Top of Provided records

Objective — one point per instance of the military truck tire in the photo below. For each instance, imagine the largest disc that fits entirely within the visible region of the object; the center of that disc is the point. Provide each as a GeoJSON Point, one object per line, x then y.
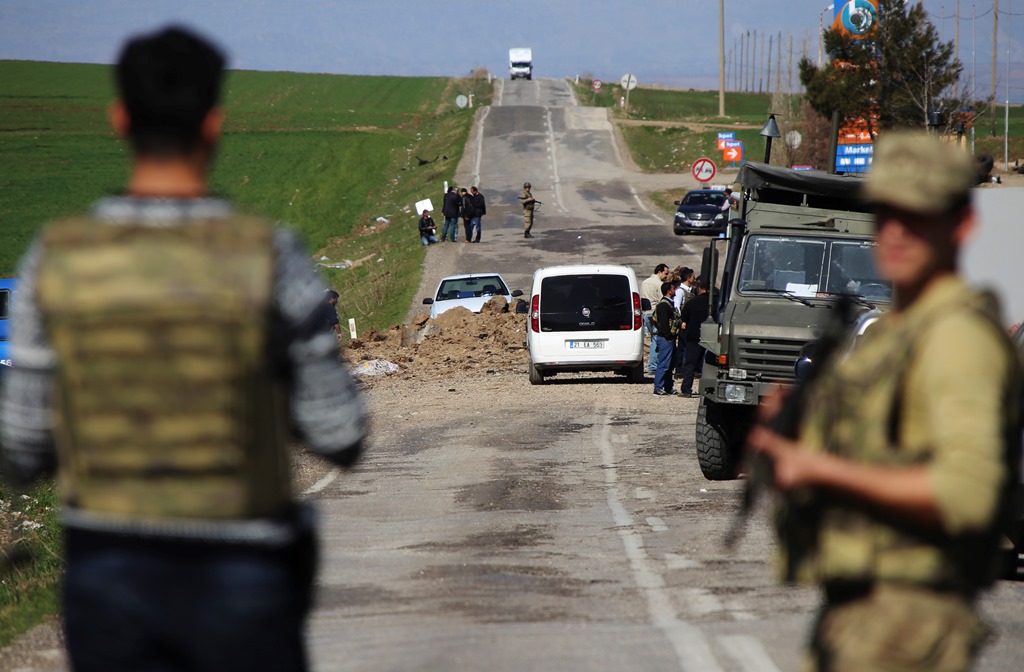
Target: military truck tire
{"type": "Point", "coordinates": [536, 377]}
{"type": "Point", "coordinates": [716, 457]}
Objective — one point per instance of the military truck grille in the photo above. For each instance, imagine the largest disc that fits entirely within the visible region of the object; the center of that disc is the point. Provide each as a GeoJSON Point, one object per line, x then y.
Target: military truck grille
{"type": "Point", "coordinates": [769, 359]}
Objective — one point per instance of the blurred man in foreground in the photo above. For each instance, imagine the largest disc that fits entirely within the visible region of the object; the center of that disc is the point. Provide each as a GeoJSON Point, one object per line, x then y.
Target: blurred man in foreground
{"type": "Point", "coordinates": [166, 345]}
{"type": "Point", "coordinates": [908, 452]}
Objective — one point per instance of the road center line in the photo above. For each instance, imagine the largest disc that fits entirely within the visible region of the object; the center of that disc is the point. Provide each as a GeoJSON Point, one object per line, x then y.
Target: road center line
{"type": "Point", "coordinates": [748, 653]}
{"type": "Point", "coordinates": [554, 161]}
{"type": "Point", "coordinates": [692, 649]}
{"type": "Point", "coordinates": [479, 144]}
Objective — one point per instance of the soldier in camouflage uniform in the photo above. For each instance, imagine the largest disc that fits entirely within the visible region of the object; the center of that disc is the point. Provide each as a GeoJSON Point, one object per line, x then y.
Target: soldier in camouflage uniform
{"type": "Point", "coordinates": [166, 346]}
{"type": "Point", "coordinates": [528, 205]}
{"type": "Point", "coordinates": [908, 452]}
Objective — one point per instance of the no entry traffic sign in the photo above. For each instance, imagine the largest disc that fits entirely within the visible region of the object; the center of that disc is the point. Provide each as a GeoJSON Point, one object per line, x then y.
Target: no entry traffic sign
{"type": "Point", "coordinates": [704, 170]}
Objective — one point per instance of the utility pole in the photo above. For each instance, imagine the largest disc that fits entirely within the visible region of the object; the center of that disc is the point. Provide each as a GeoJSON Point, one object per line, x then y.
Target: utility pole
{"type": "Point", "coordinates": [788, 85]}
{"type": "Point", "coordinates": [721, 57]}
{"type": "Point", "coordinates": [761, 81]}
{"type": "Point", "coordinates": [742, 64]}
{"type": "Point", "coordinates": [956, 44]}
{"type": "Point", "coordinates": [995, 35]}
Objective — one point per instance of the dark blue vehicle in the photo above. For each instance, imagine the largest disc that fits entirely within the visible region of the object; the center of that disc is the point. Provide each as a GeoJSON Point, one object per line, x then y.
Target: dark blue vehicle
{"type": "Point", "coordinates": [700, 213]}
{"type": "Point", "coordinates": [6, 296]}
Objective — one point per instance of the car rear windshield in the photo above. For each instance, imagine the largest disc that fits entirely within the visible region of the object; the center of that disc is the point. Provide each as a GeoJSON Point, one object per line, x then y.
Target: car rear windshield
{"type": "Point", "coordinates": [697, 199]}
{"type": "Point", "coordinates": [464, 288]}
{"type": "Point", "coordinates": [596, 302]}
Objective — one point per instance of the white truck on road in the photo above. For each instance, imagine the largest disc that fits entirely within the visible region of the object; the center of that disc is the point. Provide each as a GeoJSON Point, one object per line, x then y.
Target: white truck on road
{"type": "Point", "coordinates": [521, 63]}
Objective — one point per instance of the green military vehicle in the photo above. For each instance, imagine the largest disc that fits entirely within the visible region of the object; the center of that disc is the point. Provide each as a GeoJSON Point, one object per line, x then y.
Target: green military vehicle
{"type": "Point", "coordinates": [802, 241]}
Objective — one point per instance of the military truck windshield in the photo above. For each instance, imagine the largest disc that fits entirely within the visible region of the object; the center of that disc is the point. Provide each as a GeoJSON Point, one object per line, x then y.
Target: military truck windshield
{"type": "Point", "coordinates": [806, 266]}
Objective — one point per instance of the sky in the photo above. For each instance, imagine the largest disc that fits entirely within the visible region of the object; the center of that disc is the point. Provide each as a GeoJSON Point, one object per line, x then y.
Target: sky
{"type": "Point", "coordinates": [667, 42]}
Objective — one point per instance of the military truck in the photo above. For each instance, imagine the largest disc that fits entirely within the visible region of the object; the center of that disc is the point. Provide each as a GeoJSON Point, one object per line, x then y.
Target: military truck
{"type": "Point", "coordinates": [802, 240]}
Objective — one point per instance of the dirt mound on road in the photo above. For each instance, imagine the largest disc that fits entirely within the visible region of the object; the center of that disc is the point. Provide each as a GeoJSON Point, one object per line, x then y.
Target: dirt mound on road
{"type": "Point", "coordinates": [458, 340]}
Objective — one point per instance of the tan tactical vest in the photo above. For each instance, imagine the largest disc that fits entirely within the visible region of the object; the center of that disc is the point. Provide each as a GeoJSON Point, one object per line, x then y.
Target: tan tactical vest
{"type": "Point", "coordinates": [165, 403]}
{"type": "Point", "coordinates": [856, 412]}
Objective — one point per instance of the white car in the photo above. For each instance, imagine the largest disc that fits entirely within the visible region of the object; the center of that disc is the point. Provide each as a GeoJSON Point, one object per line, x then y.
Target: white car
{"type": "Point", "coordinates": [585, 318]}
{"type": "Point", "coordinates": [470, 291]}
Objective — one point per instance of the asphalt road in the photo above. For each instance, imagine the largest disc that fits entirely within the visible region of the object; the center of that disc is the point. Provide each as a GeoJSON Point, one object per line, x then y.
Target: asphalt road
{"type": "Point", "coordinates": [503, 527]}
{"type": "Point", "coordinates": [498, 526]}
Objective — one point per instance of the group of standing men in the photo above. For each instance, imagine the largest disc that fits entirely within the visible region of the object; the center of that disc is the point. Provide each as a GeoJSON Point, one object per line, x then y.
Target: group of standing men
{"type": "Point", "coordinates": [679, 303]}
{"type": "Point", "coordinates": [469, 206]}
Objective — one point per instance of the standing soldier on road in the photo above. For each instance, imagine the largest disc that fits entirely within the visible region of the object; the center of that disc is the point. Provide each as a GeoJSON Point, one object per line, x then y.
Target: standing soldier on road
{"type": "Point", "coordinates": [528, 204]}
{"type": "Point", "coordinates": [166, 344]}
{"type": "Point", "coordinates": [908, 452]}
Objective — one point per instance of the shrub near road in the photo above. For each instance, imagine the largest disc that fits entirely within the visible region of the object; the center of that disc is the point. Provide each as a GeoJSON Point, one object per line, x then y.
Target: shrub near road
{"type": "Point", "coordinates": [326, 154]}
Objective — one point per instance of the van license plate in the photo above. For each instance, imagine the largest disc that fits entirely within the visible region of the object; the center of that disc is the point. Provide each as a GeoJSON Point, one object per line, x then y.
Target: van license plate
{"type": "Point", "coordinates": [588, 345]}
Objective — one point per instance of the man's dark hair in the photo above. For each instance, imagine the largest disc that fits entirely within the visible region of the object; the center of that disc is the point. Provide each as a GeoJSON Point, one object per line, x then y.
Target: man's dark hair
{"type": "Point", "coordinates": [169, 81]}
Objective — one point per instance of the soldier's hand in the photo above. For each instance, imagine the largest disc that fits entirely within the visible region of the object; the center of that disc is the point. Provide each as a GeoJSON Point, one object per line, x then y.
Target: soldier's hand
{"type": "Point", "coordinates": [792, 465]}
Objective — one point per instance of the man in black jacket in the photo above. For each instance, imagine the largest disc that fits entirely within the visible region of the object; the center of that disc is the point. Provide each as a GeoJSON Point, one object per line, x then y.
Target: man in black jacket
{"type": "Point", "coordinates": [466, 212]}
{"type": "Point", "coordinates": [450, 210]}
{"type": "Point", "coordinates": [479, 209]}
{"type": "Point", "coordinates": [693, 313]}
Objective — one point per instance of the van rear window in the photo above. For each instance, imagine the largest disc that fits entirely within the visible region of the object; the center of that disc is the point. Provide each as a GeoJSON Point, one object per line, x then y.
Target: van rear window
{"type": "Point", "coordinates": [597, 302]}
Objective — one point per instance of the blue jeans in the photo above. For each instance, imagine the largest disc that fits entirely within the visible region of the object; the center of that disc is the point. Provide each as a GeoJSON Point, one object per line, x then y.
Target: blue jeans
{"type": "Point", "coordinates": [451, 223]}
{"type": "Point", "coordinates": [161, 605]}
{"type": "Point", "coordinates": [648, 318]}
{"type": "Point", "coordinates": [663, 375]}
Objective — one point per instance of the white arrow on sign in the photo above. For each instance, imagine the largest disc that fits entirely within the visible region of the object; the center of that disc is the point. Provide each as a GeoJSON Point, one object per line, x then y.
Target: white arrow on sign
{"type": "Point", "coordinates": [704, 170]}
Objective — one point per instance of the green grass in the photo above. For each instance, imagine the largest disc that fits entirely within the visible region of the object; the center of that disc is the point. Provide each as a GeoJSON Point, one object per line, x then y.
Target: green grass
{"type": "Point", "coordinates": [327, 155]}
{"type": "Point", "coordinates": [689, 124]}
{"type": "Point", "coordinates": [29, 587]}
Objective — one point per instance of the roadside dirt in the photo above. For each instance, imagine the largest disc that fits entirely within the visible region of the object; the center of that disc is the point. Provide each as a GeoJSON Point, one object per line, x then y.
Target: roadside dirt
{"type": "Point", "coordinates": [458, 342]}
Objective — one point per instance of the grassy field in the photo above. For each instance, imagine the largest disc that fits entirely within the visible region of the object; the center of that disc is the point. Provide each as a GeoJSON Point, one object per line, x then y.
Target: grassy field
{"type": "Point", "coordinates": [327, 155]}
{"type": "Point", "coordinates": [667, 129]}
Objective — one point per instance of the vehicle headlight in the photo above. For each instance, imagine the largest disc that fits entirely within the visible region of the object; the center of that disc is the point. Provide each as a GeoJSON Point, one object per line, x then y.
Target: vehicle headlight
{"type": "Point", "coordinates": [737, 393]}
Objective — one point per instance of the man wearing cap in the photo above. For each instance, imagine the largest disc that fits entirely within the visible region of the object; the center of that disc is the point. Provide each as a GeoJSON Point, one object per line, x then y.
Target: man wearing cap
{"type": "Point", "coordinates": [909, 448]}
{"type": "Point", "coordinates": [528, 203]}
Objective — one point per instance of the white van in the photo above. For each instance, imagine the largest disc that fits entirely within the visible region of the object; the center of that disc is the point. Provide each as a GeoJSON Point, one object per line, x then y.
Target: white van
{"type": "Point", "coordinates": [585, 318]}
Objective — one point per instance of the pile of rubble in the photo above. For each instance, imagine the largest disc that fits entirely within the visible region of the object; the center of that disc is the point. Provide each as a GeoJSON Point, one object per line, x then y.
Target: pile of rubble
{"type": "Point", "coordinates": [458, 341]}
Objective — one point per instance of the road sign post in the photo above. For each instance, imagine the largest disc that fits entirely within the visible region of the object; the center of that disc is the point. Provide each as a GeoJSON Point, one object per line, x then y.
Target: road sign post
{"type": "Point", "coordinates": [704, 170]}
{"type": "Point", "coordinates": [628, 82]}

Bottom of Provided records

* **Assignment**: Look through the material above and print exactly the lines from the one containing "Target: white truck on road" to the one containing "truck windshield in", both included, and nothing more.

* **Reply to the task**:
Target: white truck on road
{"type": "Point", "coordinates": [521, 63]}
Objective — one point per instance of the green military vehicle in the photo above. For each instance, imagine the largest disc that fits entirely within the visible region of the object; the center of that disc is the point. Provide each as a GeoJSON Point, one object per line, x then y.
Target: green military vehicle
{"type": "Point", "coordinates": [802, 241]}
Objective — one point per instance of the military truck windshield in the photo above. For each instance, imagine the largest disc that fits entirely within the visible region of the object; the center of that disc is the point. Provide each as a GeoJSON Point, one object per line, x then y.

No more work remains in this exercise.